Every line of the data below must be given again exactly.

_Saved entries_
————

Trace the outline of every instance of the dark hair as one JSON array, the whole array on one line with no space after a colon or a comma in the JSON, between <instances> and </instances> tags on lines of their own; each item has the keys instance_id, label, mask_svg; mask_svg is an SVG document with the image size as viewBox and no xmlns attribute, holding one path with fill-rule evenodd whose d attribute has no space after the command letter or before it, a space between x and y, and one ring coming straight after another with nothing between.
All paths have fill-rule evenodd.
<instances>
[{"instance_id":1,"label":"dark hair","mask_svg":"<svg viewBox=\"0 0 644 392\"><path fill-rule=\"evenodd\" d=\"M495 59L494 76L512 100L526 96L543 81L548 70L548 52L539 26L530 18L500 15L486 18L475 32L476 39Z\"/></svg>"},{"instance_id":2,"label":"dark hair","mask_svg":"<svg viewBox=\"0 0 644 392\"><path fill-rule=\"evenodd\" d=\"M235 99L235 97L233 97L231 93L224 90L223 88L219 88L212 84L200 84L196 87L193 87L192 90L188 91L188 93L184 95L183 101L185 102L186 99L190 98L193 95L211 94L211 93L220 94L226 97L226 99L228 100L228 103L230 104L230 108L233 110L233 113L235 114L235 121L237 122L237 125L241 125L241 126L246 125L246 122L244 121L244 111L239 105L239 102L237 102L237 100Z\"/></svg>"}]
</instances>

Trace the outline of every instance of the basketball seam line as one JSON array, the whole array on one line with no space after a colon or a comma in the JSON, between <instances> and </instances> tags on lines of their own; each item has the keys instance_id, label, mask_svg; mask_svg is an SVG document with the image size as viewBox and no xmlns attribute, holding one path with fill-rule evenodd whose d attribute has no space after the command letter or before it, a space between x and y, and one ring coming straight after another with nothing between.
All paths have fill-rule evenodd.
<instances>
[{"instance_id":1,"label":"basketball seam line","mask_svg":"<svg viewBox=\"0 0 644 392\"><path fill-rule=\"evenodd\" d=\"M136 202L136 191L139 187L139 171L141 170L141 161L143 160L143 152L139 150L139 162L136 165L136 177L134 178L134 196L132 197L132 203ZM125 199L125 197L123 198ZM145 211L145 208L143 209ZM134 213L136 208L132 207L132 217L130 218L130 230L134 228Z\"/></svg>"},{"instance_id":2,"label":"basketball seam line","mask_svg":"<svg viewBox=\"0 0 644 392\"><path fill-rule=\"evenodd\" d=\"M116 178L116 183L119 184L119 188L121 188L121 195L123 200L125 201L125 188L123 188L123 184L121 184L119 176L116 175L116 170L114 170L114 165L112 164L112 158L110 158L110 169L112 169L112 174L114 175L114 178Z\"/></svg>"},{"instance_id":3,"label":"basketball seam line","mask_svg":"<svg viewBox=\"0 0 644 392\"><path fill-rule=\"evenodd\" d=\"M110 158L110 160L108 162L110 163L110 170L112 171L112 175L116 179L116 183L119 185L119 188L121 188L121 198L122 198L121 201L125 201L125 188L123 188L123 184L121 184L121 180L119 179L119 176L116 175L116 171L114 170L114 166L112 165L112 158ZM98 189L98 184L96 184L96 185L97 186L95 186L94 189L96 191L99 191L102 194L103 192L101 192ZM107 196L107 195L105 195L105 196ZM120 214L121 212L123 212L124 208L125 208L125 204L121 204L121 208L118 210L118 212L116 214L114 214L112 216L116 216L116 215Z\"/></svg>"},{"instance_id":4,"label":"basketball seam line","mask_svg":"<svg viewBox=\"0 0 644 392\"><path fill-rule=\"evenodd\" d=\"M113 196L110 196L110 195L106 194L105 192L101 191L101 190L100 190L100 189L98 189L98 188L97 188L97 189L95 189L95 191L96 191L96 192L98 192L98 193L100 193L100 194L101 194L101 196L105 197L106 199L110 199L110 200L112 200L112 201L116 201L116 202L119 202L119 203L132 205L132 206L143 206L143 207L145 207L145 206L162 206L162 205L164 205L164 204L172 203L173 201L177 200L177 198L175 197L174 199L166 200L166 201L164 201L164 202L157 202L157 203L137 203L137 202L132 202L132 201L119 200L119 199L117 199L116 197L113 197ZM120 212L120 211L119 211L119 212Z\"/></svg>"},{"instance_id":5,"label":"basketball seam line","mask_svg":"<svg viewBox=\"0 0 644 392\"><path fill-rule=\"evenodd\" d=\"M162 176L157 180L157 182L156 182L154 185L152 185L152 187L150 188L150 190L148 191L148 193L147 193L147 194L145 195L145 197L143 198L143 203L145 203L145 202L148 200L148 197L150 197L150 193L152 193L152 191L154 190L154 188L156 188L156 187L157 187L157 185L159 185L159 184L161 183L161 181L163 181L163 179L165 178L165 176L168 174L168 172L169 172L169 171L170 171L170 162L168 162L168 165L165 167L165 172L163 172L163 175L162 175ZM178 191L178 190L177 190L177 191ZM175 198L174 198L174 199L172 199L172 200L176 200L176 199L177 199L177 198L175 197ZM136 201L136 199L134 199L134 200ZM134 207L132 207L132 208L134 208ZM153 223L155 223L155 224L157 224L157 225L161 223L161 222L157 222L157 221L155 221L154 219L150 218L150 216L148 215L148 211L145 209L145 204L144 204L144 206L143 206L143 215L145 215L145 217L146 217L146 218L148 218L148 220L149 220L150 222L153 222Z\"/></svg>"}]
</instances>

————

_OUTPUT_
Trace the outline of every instance of the dark hair as one JSON array, the whole array on one line with no space after a colon or a comma in the JSON, between <instances> and </instances> tags on lines of their own; each item has the keys instance_id, label, mask_svg; mask_svg is an SVG document with the image size as viewBox and no xmlns attribute, holding one path with fill-rule evenodd whose d attribute has no space after the command letter or before it, a space between x and y, and one ring coming straight after another with nothing between.
All paths have fill-rule evenodd.
<instances>
[{"instance_id":1,"label":"dark hair","mask_svg":"<svg viewBox=\"0 0 644 392\"><path fill-rule=\"evenodd\" d=\"M495 59L494 76L512 100L526 96L543 81L548 70L548 52L539 26L530 18L500 15L486 18L475 32L476 39Z\"/></svg>"},{"instance_id":2,"label":"dark hair","mask_svg":"<svg viewBox=\"0 0 644 392\"><path fill-rule=\"evenodd\" d=\"M235 99L235 97L233 97L231 93L224 90L223 88L219 88L212 84L200 84L196 87L193 87L192 90L188 91L188 93L184 95L183 101L185 102L186 99L190 98L193 95L211 94L211 93L220 94L226 97L226 99L228 100L228 103L230 104L230 108L233 110L233 113L235 114L235 121L237 122L237 125L241 125L241 126L246 125L246 122L244 121L244 111L239 105L239 102L237 102L237 100Z\"/></svg>"}]
</instances>

Trace the outline of every instance of the basketball seam line as one JSON array, the whole array on one line with no space after a colon or a comma in the JSON, between <instances> and </instances> tags on lines of their own; each item has the keys instance_id, label, mask_svg; mask_svg is an SVG document with the image size as viewBox and no xmlns attribute, holding one path with fill-rule evenodd whose d attribute has no space after the command letter or before it, a space between x and y, and one ring coming straight after another with nothing between.
All paths have fill-rule evenodd.
<instances>
[{"instance_id":1,"label":"basketball seam line","mask_svg":"<svg viewBox=\"0 0 644 392\"><path fill-rule=\"evenodd\" d=\"M136 202L136 191L139 187L139 171L141 170L141 161L143 160L143 152L139 150L139 162L136 165L136 177L134 178L134 196L132 197L132 203ZM125 199L125 197L123 198ZM145 211L145 208L143 209ZM134 213L136 208L132 207L132 217L130 218L130 230L134 228Z\"/></svg>"},{"instance_id":2,"label":"basketball seam line","mask_svg":"<svg viewBox=\"0 0 644 392\"><path fill-rule=\"evenodd\" d=\"M116 178L116 183L119 184L119 188L121 188L121 195L123 200L125 201L125 188L123 188L123 184L121 184L119 176L116 175L116 170L114 170L114 165L112 164L112 158L110 158L110 169L112 169L112 174L114 175L114 178Z\"/></svg>"},{"instance_id":3,"label":"basketball seam line","mask_svg":"<svg viewBox=\"0 0 644 392\"><path fill-rule=\"evenodd\" d=\"M110 158L110 160L108 162L110 163L110 170L112 171L112 175L116 179L116 183L119 185L119 188L121 188L121 198L122 198L121 201L125 201L125 188L123 188L123 184L121 184L121 180L119 179L119 176L116 175L116 171L114 170L114 166L112 165L112 158ZM98 189L98 184L96 184L96 185L97 186L95 186L94 189L96 191L99 191L102 194L103 192L101 192ZM107 196L107 195L105 195L105 196ZM120 214L121 212L123 212L124 208L125 208L125 204L121 204L121 208L118 210L118 212L116 214L114 214L112 216L116 216L116 215Z\"/></svg>"},{"instance_id":4,"label":"basketball seam line","mask_svg":"<svg viewBox=\"0 0 644 392\"><path fill-rule=\"evenodd\" d=\"M113 196L110 196L110 195L106 194L105 192L101 191L101 190L100 190L100 189L98 189L98 188L97 188L97 189L95 189L95 191L96 191L96 192L98 192L98 193L100 193L100 194L101 194L101 196L105 197L106 199L110 199L110 200L112 200L112 201L116 201L116 202L119 202L119 203L132 205L132 206L143 206L143 207L145 207L145 206L162 206L162 205L164 205L164 204L172 203L173 201L177 200L177 198L175 197L174 199L166 200L166 201L164 201L164 202L157 202L157 203L137 203L137 202L132 202L132 201L119 200L119 199L117 199L116 197L113 197ZM120 212L120 211L119 211L119 212Z\"/></svg>"},{"instance_id":5,"label":"basketball seam line","mask_svg":"<svg viewBox=\"0 0 644 392\"><path fill-rule=\"evenodd\" d=\"M162 176L157 180L157 182L156 182L154 185L152 185L152 187L150 188L150 190L148 191L148 193L147 193L147 194L145 195L145 197L143 198L143 203L145 203L145 202L148 200L148 197L150 197L150 193L152 193L152 191L154 190L154 188L156 188L156 187L157 187L157 185L159 185L159 184L161 183L161 181L163 181L163 179L165 178L165 176L168 174L168 172L169 172L169 171L170 171L170 162L168 162L168 165L165 167L165 172L163 172L163 175L162 175ZM178 191L178 190L177 190L177 191ZM175 198L174 198L174 199L172 199L172 200L176 200L176 199L177 199L177 198L175 197ZM136 201L136 199L134 199L134 200ZM134 207L132 207L132 208L134 208ZM153 223L155 223L155 224L157 224L157 225L161 223L161 222L157 222L157 221L155 221L154 219L150 218L150 216L148 215L148 211L145 209L145 204L144 204L144 206L143 206L143 215L145 215L145 217L146 217L146 218L148 218L148 220L149 220L150 222L153 222Z\"/></svg>"}]
</instances>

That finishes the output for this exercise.